**ARTICLE**

........

January 17, 2013 / 8:41 AM / 7 years ago

GLOBAL MARKETS-Spanish debt sale lifts euro, German bonds ease

* European shares open lower in cautious trade
    * German bond prices fall after Spanish debt auction
    * Euro up against dollar and yen after Spanish auction boost
    * Asia shares outside Japan down before Friday's China data

    By Richard Hubbard and Marc Jones
    LONDON, Jan 17 (Reuters) - The euro jumped against the
dollar and yen on Thursday and safe-haven German bond prices
fell as signs of strong demand at a Spanish debt auction lifted
sentiment toward riskier assets.
    Oil prices also gained, though partly from concerns about
supplies being affected by the upsurge in military activity in
Algeria and Mali. 
    World shares, which have largely drifted sideways this week,
edged up 0.1 percent, while Wall Street was expected to open
higher ahead of a busy day of corporate earnings and economic
    A larger-than-expected drop in U.S. jobless claims and
better-than-forecast rise in housing starts provided a welcome
early boost for investors looking for further evidence the
world's largest economy is regaining momentum.
    In Europe the main focus was on Spain's success in selling
4.5 billion euros ($6 billion) of new bonds at a lower cost than
in the previous auction, signalling growing confidence among
investors in the outlook for the recession-hit euro area.
    "It is a reflection of strong liquidity and improved
sentiment towards (euro zone) peripherals," said Alan McQuaid,
chief economist at Merrion Stockbrokers in Dublin.
    Confidence in the euro zone has risen since European Central
Bank President Mario Draghi made upbeat comments on the rebound
of financial markets last week, after promising in 2012 to
support the debt of any struggling country in the currency bloc
that was willing to reform its economy.
    "Overseas investors are returning back to the peripheral
bond markets, including from the U.S., because of the ECB
backstop for peripherals," Nick Stamenkovic, Fixed Income
Strategist, RIA Capital Markets.
    Accommodative monetary policies from the world's major
central banks and signs that the growth in the U.S. and Chinese
economies is picking up have also supported investment flows
into riskier assets and away from safe havens.

........

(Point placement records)
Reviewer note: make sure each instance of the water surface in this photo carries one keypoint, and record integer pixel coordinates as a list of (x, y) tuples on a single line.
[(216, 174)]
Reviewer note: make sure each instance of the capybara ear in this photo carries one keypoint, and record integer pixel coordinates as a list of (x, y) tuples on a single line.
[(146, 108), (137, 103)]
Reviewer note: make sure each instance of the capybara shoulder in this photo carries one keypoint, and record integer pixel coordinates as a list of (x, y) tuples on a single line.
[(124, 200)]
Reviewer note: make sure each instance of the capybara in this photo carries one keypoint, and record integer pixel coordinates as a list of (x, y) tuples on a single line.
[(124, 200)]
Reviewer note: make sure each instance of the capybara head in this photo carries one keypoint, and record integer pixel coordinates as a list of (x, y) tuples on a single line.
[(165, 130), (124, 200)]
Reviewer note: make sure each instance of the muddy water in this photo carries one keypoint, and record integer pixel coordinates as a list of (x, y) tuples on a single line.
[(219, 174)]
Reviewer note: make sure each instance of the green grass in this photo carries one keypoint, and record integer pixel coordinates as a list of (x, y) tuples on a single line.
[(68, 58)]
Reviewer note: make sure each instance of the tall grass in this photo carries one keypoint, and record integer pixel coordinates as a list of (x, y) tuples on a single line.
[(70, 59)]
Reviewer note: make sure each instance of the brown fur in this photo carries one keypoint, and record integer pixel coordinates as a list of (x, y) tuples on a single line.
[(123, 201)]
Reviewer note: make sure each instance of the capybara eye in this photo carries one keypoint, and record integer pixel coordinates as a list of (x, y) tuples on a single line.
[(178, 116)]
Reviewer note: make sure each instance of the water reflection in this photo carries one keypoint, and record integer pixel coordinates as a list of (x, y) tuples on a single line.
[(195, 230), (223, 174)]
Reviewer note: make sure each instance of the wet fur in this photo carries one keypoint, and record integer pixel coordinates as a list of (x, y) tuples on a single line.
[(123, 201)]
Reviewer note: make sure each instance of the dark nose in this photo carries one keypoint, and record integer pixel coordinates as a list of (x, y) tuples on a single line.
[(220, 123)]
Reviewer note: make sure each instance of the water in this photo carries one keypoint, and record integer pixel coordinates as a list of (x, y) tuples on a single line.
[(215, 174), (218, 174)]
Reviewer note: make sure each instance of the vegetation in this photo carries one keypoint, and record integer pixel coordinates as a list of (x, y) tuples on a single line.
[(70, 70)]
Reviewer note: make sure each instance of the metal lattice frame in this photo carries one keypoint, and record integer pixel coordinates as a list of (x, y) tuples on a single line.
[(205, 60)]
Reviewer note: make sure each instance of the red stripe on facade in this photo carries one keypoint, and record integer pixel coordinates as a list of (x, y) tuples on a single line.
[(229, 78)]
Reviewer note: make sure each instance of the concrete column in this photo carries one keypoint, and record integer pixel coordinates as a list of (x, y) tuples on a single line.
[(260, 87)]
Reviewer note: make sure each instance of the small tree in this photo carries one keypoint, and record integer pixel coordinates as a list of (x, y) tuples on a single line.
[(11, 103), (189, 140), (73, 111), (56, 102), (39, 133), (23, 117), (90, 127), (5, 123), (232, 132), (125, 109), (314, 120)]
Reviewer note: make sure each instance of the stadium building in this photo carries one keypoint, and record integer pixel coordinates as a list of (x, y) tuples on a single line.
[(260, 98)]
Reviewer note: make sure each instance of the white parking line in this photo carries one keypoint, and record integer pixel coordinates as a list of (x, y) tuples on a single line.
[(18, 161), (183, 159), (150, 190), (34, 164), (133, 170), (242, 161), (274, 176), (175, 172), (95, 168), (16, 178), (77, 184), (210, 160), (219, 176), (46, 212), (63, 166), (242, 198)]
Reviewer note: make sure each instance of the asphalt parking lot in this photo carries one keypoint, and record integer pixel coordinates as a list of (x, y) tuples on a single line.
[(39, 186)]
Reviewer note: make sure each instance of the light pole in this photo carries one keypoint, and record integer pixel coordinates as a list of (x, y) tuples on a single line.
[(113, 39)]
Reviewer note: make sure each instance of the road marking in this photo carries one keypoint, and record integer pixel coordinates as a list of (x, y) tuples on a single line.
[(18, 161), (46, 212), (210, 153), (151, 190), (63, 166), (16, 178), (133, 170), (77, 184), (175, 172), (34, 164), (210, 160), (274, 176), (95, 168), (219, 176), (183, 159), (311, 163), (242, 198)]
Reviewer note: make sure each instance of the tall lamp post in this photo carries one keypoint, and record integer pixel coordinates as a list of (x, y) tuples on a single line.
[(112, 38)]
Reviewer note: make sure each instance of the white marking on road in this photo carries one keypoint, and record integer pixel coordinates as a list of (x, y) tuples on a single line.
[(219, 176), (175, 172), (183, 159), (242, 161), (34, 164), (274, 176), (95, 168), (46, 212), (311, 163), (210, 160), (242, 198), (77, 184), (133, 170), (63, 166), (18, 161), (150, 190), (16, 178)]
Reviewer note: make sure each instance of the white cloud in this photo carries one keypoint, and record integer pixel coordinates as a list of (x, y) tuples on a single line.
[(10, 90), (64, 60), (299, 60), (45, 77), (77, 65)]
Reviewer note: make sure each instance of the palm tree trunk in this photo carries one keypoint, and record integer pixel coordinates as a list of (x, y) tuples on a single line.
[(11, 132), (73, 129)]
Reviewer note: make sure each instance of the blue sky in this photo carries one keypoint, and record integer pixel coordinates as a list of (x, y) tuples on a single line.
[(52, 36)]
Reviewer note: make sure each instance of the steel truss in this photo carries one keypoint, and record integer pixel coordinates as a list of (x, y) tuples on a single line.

........

**COMPLETE THE FOLLOWING**
**1)** In the markets article, do these statements agree with the text? Answer yes or no for each and quote the deciding words. (a) Spain sold 4.5 billion euros of new bonds at a lower cost than in its previous auction. (b) German bond prices rose after the Spanish debt auction. (c) U.S. jobless claims dropped by less than expected.
**2)** Please retype the part of the entries that opens with their first line and closes with the line containing "[(216, 174)]", including both ends and keeping every character unchanged.

**TASK-BY-TASK RESULTS**
**1)**
(a) Yes: "4.5 billion euros ($6 billion) of new bonds at a lower cost than in the previous auction"
(b) No: "German bond prices fall after Spanish debt auction"
(c) No: "A larger-than-expected drop in U.S. jobless claims"

**2)**
Reviewer note: make sure each instance of the water surface in this photo carries one keypoint, and record integer pixel coordinates as a list of (x, y) tuples on a single line.
[(216, 174)]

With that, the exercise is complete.